**Supplied data:**
=-=-=

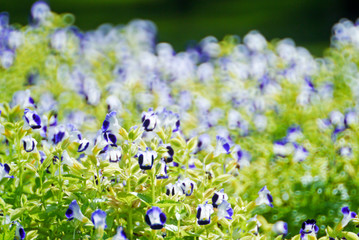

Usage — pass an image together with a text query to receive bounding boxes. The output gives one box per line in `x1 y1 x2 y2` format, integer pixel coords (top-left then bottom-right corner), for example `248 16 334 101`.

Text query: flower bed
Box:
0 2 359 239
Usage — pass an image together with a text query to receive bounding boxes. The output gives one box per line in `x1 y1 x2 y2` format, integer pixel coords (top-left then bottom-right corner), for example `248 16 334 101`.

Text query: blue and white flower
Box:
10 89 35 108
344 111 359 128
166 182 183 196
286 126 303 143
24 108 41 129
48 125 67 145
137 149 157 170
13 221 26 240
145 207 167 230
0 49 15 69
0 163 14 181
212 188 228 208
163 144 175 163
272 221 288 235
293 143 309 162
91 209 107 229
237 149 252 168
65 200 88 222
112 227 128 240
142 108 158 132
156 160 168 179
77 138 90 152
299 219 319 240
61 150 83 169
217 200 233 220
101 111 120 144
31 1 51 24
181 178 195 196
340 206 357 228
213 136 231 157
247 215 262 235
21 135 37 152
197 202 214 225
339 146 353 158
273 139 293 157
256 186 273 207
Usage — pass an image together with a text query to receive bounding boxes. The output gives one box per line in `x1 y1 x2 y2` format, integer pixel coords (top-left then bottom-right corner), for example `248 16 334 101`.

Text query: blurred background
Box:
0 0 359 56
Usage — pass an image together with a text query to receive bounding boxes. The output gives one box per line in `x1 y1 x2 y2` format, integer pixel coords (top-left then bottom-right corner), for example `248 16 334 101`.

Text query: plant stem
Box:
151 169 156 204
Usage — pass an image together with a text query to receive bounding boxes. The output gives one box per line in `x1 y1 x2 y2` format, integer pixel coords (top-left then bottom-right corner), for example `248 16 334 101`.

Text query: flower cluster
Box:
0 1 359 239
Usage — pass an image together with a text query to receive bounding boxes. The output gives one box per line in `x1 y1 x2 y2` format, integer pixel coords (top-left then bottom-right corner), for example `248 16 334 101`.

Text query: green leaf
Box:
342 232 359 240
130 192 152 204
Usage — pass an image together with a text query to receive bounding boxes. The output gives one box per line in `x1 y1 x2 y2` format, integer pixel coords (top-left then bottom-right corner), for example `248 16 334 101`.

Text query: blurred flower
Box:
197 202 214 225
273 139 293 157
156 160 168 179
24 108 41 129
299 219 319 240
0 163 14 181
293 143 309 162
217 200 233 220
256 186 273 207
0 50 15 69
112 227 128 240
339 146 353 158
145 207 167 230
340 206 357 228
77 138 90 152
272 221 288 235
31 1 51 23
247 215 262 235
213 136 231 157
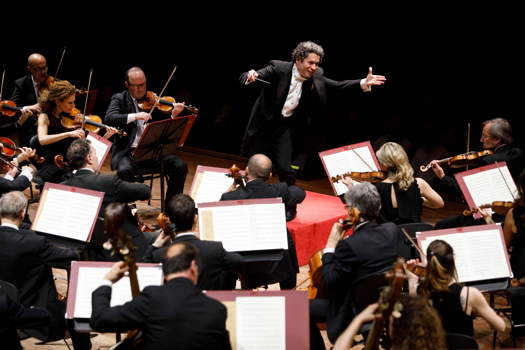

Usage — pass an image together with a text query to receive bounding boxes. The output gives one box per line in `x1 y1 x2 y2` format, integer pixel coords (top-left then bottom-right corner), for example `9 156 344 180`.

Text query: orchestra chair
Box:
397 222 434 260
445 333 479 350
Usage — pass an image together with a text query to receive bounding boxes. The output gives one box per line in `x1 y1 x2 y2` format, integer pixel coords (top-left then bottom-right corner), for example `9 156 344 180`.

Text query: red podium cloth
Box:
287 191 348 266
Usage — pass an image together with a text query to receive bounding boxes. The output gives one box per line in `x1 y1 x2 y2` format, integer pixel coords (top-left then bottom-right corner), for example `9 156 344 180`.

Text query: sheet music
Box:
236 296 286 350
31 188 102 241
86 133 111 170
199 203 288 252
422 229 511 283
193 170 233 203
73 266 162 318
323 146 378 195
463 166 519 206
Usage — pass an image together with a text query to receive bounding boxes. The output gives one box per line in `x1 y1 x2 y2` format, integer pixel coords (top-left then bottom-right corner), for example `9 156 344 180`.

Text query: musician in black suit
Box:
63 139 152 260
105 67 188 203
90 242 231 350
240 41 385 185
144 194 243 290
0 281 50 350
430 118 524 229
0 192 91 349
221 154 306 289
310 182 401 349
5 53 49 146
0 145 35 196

=-=-=

**Objective:** Could you write out all the records again with "integer pixel coords" swapped for "whole-number pixel coordinates" everywhere it occurs, leaving everything else unchanged and the pictures out?

**Written solution:**
Usage — pass an image together with a text query to receive bounding boxes. The output gives one box per line in `x1 y1 x2 y2` format, whole-number pixel coordinates (top-left then bottom-right corner), for example `248 16 334 101`.

Text query: flower bed
Box:
0 2 359 239
Usage — pass an image together with a text query to receive bounding boxes. The output gives one box per line in `x1 y1 x2 y2` format, whole-number pixel coordinates (top-left then bottom-right corner), for example `248 16 334 101`.

Text query: blue and white flower
Box:
10 89 35 108
344 111 359 128
166 182 183 196
286 126 303 143
24 108 41 129
48 125 67 145
137 149 157 170
13 221 26 240
145 207 167 230
0 49 15 69
0 163 14 181
212 188 228 208
163 144 175 163
272 221 288 235
293 143 309 162
91 209 107 229
237 149 252 168
65 200 88 222
112 227 128 240
142 108 158 132
156 160 168 179
77 138 90 152
299 219 319 240
61 150 83 169
217 200 233 220
101 111 120 144
31 1 51 24
181 178 195 196
340 206 357 228
213 136 231 157
247 215 262 235
21 135 37 152
197 202 214 225
339 146 353 158
273 139 293 157
256 186 273 207
Usage — pass an image together with a text query to receive bounding boxes. The output gives one box per line in `x1 y1 x2 y2` format, whole-number pixel coordinates (top-left then bottom-right corner), for example `248 16 334 101`.

Text query: blurred background
Box:
0 0 359 56
Usage — pass an image together with a text query to receive bounding boxes. The output gives one box per line in `x1 y1 x2 y2` format, whole-number pixel coordinates (top-left then bottom-right corner), for example `248 16 334 101`.

Text query: plant stem
Box:
151 169 156 204
Usage — pass an image together with a text query to receive bounding boxes. The output gives one box per line in `x1 y1 x2 y2` format, whole-number pixel coordinates (top-left then bottom-right corner), for example `248 16 334 101`.

Text query: flower cluster
Box:
0 1 359 239
Usage — pass an image together with a text query to receive bounding boxes. The output gives one box per line in `x1 y1 x2 y2` format, whole-number pixel coordinates (top-left then bottom-right corner), for example `248 16 334 101`.

Text query: green leaf
Box:
342 232 359 240
130 192 152 204
Usage — pass an image together with a text query to receive bounding boxes. The output gives one box per line in `x1 y1 x2 y2` format, whole-number pixel coordinates (top-left then bottom-right corner), for example `248 16 334 101`.

Text query: blurred flower
Box:
197 202 214 225
273 139 293 157
156 160 168 179
24 108 41 129
299 219 319 240
0 163 14 181
293 143 309 162
217 200 233 220
256 186 273 207
0 50 15 69
112 227 128 240
339 146 353 158
145 207 167 230
340 206 357 228
77 138 90 152
272 221 288 235
31 1 51 23
247 215 262 235
213 136 231 157

Usage — pass an image together with a text query to receive bounding boxes. The output gives one box per line in `x1 y1 x2 y2` format, whole-number pixel coordinates (top-left then bottom-right corner), for example `9 156 344 180`.

Text query: orchestra chair
Box:
397 222 434 260
445 333 479 350
Usage — pass an image together with a text query to receive bounding boxes. The output gives one box per line in `x1 y1 x2 y2` format, whole-number pixel coordinates (top-left then bottom-right corner), for example `9 156 344 180`.

Text query: red podium cloth
Box:
287 191 348 266
Usage — pass an image together with a text query to receive bounding boxes. The output gives one box per line in `x1 y1 x2 y2` format, whole-number pixel coordinates (top-left then bottom-right corner), for example `9 156 344 180`.

Text query: sheet music
Box:
236 296 286 350
31 188 102 241
86 133 111 170
199 203 288 252
422 229 511 283
193 170 233 203
73 266 162 318
323 146 378 195
463 166 519 206
Usage — pass an image together with a text query to receive bounding boxes. The output gives one box per line in `x1 y1 x2 y2` format, whole-number pixel coordinates (top-left then bottom-right corner), for example `9 156 344 180`.

Text query: musician in black suit
Box:
63 139 152 260
105 67 188 203
90 242 231 350
240 41 385 185
144 194 243 290
0 281 50 350
430 118 524 229
0 192 91 349
221 154 306 289
310 182 401 349
5 53 49 146
0 145 35 196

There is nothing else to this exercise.